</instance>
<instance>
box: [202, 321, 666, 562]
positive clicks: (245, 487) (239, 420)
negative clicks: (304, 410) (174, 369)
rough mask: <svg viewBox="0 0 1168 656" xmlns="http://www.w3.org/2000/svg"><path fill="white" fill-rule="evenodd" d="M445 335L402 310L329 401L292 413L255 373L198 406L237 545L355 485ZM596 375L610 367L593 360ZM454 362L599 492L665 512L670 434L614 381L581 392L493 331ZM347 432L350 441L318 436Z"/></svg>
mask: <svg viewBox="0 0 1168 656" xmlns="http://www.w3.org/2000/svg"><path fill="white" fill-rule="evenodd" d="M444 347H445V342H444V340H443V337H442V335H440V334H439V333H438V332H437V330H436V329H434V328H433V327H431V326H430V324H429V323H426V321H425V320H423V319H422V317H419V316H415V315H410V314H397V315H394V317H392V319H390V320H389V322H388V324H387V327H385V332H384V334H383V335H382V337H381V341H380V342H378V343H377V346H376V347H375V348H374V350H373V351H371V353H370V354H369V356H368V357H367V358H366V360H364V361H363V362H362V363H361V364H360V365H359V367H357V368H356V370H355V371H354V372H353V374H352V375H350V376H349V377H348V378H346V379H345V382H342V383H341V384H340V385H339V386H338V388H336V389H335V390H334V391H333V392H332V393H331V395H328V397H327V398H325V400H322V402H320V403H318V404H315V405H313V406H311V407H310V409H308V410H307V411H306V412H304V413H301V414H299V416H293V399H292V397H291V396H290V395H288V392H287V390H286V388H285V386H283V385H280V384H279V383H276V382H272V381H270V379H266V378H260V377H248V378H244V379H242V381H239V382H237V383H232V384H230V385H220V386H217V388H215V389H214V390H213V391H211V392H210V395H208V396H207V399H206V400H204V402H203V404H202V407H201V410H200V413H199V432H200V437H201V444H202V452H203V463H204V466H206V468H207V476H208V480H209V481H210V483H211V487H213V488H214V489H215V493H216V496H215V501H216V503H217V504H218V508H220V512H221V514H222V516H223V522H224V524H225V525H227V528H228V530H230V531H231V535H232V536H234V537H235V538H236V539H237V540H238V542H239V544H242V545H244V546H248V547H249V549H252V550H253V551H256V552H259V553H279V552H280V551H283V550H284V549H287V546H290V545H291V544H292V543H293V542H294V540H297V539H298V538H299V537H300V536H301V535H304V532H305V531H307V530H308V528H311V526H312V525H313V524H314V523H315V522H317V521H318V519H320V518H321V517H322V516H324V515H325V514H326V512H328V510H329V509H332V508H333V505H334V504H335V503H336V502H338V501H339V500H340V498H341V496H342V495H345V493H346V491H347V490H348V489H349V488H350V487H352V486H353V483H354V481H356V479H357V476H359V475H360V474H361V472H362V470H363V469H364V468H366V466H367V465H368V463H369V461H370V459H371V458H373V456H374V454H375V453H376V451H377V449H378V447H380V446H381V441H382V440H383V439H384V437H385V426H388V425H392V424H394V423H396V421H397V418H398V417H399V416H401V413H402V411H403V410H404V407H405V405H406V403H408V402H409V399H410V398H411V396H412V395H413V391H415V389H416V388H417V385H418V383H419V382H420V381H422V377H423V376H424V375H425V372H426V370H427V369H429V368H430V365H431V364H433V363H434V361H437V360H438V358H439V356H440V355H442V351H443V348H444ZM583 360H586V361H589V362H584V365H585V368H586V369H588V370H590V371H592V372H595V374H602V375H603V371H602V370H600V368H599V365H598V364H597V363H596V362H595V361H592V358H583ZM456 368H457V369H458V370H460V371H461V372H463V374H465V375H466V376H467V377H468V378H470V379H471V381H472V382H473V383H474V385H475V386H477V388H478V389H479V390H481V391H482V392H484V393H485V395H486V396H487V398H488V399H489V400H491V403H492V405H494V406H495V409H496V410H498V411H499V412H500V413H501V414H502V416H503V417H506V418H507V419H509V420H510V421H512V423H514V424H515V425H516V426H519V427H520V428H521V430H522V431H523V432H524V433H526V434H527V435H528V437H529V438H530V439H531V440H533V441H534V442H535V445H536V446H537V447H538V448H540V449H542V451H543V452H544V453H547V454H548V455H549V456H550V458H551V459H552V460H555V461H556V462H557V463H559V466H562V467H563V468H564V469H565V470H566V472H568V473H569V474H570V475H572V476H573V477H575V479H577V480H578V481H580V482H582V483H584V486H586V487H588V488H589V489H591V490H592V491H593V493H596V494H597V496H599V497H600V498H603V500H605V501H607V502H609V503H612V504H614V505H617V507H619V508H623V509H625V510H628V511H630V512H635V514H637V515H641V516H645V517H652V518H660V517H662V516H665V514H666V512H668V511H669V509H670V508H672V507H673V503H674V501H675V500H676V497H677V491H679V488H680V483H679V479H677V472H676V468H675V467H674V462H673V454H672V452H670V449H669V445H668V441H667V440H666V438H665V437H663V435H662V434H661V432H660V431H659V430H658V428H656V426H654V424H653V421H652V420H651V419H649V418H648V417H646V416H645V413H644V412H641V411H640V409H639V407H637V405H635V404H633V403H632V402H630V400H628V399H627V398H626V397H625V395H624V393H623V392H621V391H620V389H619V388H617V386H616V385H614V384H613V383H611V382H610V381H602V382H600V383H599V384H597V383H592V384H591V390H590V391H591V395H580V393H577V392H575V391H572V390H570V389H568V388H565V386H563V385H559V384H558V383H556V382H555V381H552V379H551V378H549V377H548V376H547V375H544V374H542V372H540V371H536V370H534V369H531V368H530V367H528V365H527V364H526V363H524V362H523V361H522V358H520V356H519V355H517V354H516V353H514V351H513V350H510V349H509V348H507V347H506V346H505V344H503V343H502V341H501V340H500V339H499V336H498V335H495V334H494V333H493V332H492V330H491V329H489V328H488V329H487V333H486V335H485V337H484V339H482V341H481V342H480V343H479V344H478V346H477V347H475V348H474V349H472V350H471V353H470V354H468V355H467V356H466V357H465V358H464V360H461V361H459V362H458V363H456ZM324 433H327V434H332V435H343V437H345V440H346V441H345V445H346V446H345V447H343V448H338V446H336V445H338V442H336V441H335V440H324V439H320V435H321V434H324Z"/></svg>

---*---

■ What you are asked to do: Quote every entry above verbatim, with no changes.

■ Exercise answer:
</instance>
<instance>
box: [202, 321, 666, 562]
positive clicks: (245, 487) (239, 420)
negative clicks: (304, 410) (174, 369)
rough mask: <svg viewBox="0 0 1168 656" xmlns="http://www.w3.org/2000/svg"><path fill="white" fill-rule="evenodd" d="M445 335L402 310L329 401L292 413L255 373L198 406L237 545L355 485ZM596 375L610 367L593 360ZM454 362L599 492L665 512L670 434L614 381L581 392L493 331ZM347 432L350 441L318 436Z"/></svg>
mask: <svg viewBox="0 0 1168 656" xmlns="http://www.w3.org/2000/svg"><path fill="white" fill-rule="evenodd" d="M444 347H445V342H444V340H443V337H442V335H440V334H439V333H438V332H437V330H436V329H434V328H433V327H431V326H430V324H429V323H426V321H425V320H423V319H422V317H419V316H415V315H410V314H397V315H394V317H392V319H390V320H389V322H388V324H387V327H385V332H384V334H383V335H382V337H381V341H380V342H378V343H377V346H376V347H375V348H374V350H373V351H371V353H370V354H369V356H368V357H367V358H366V360H364V361H363V362H362V363H361V364H360V365H359V367H357V368H356V370H355V371H354V372H353V374H352V375H350V376H349V377H348V378H346V379H345V382H342V383H341V384H340V385H339V386H338V388H336V389H335V390H334V391H333V392H332V393H331V395H328V397H327V398H325V400H322V402H320V403H318V404H315V405H313V406H311V407H310V409H308V410H307V411H306V412H304V413H301V414H299V416H293V399H292V397H291V396H290V395H288V392H287V390H286V388H285V386H283V385H280V384H279V383H276V382H272V381H270V379H266V378H260V377H248V378H244V379H242V381H239V382H237V383H232V384H230V385H220V386H217V388H215V389H214V390H213V391H211V392H210V395H208V396H207V399H206V400H204V402H203V404H202V407H201V410H200V413H199V432H200V437H201V444H202V452H203V463H204V466H206V468H207V476H208V480H209V481H210V483H211V487H213V488H214V489H215V493H216V496H215V501H216V503H217V504H218V508H220V512H221V514H222V516H223V522H224V524H225V525H227V528H228V530H230V531H231V535H232V536H234V537H235V538H236V539H237V540H238V542H239V544H242V545H244V546H248V547H249V549H252V550H253V551H256V552H259V553H279V552H280V551H283V550H284V549H287V546H290V545H291V544H292V543H293V542H294V540H297V539H298V538H299V537H300V536H301V535H304V532H305V531H307V530H308V528H311V526H312V525H313V524H314V523H315V522H317V521H318V519H320V518H321V517H322V516H324V515H325V514H326V512H328V510H329V509H332V508H333V505H334V504H335V503H336V502H338V501H339V500H340V498H341V496H342V495H345V493H346V491H347V490H348V489H349V488H350V487H352V486H353V483H354V481H356V479H357V476H359V475H360V474H361V472H362V470H363V469H364V468H366V466H367V465H368V463H369V461H370V459H371V458H373V456H374V454H375V453H376V451H377V449H378V447H380V446H381V441H382V440H383V439H384V437H385V426H388V425H392V424H394V423H396V421H397V418H398V417H399V416H401V413H402V411H403V410H404V407H405V405H406V403H408V402H409V399H410V398H411V396H412V395H413V391H415V389H416V388H417V385H418V383H419V382H420V381H422V377H423V376H424V375H425V372H426V370H427V369H429V368H430V365H431V364H433V363H434V361H437V360H438V358H439V356H440V355H442V351H443V348H444ZM583 360H586V361H589V362H584V365H585V368H586V369H588V370H590V371H592V372H595V374H602V375H603V371H602V370H600V368H599V365H598V364H597V363H596V362H595V361H592V358H583ZM456 368H457V369H458V370H460V371H461V372H463V374H465V375H466V376H467V377H468V378H470V379H471V381H472V382H473V383H474V385H475V386H477V388H478V389H479V390H481V391H482V392H484V393H485V395H486V396H487V398H488V399H489V400H491V403H492V405H494V406H495V409H496V410H498V411H499V412H500V413H501V414H502V416H503V417H506V418H507V419H509V420H510V421H512V423H514V424H515V425H516V426H519V427H520V428H521V430H522V431H523V432H524V433H526V434H527V435H528V437H529V438H530V439H531V440H533V441H534V442H535V445H536V446H537V447H538V448H540V449H542V451H543V452H544V453H547V454H548V455H549V456H550V458H551V459H552V460H555V461H556V462H557V463H559V466H562V467H563V468H564V469H565V470H566V472H568V473H569V474H570V475H572V476H573V477H575V479H577V480H578V481H580V482H582V483H584V486H586V487H588V488H589V489H591V490H592V491H593V493H596V494H597V496H599V497H600V498H603V500H605V501H607V502H609V503H612V504H614V505H617V507H619V508H623V509H625V510H628V511H630V512H635V514H637V515H641V516H645V517H652V518H660V517H662V516H665V514H666V512H668V511H669V509H670V508H672V507H673V503H674V501H675V500H676V497H677V491H679V488H680V483H679V479H677V472H676V468H675V467H674V462H673V454H672V452H670V449H669V445H668V441H667V440H666V438H665V437H663V435H662V434H661V432H660V431H659V430H658V428H656V426H654V424H653V421H652V420H651V419H649V418H648V417H646V416H645V413H644V412H641V411H640V409H639V407H637V405H635V404H633V403H632V402H630V400H628V399H627V398H626V397H625V395H624V393H623V392H621V391H620V389H619V388H617V386H616V385H614V384H613V383H611V382H610V381H602V382H600V383H599V384H597V383H592V384H591V390H590V391H591V395H580V393H577V392H575V391H572V390H570V389H568V388H565V386H563V385H559V384H558V383H556V382H555V381H552V379H551V378H549V377H548V376H547V375H544V374H542V372H540V371H536V370H534V369H531V368H530V367H528V365H527V364H526V363H524V362H523V361H522V358H520V356H519V355H517V354H516V353H514V351H513V350H510V349H509V348H507V347H506V346H505V344H503V343H502V341H501V340H500V339H499V336H498V335H495V334H494V333H493V332H492V330H491V329H489V328H488V329H487V333H486V335H485V337H484V339H482V341H481V342H480V343H479V344H478V346H477V347H475V348H474V349H472V350H471V353H470V354H468V355H467V356H466V357H465V358H464V360H461V361H459V362H458V363H456ZM324 433H327V434H332V435H343V437H345V440H346V441H345V445H346V446H345V447H343V448H338V446H336V445H338V442H336V441H335V440H324V439H320V435H321V434H324Z"/></svg>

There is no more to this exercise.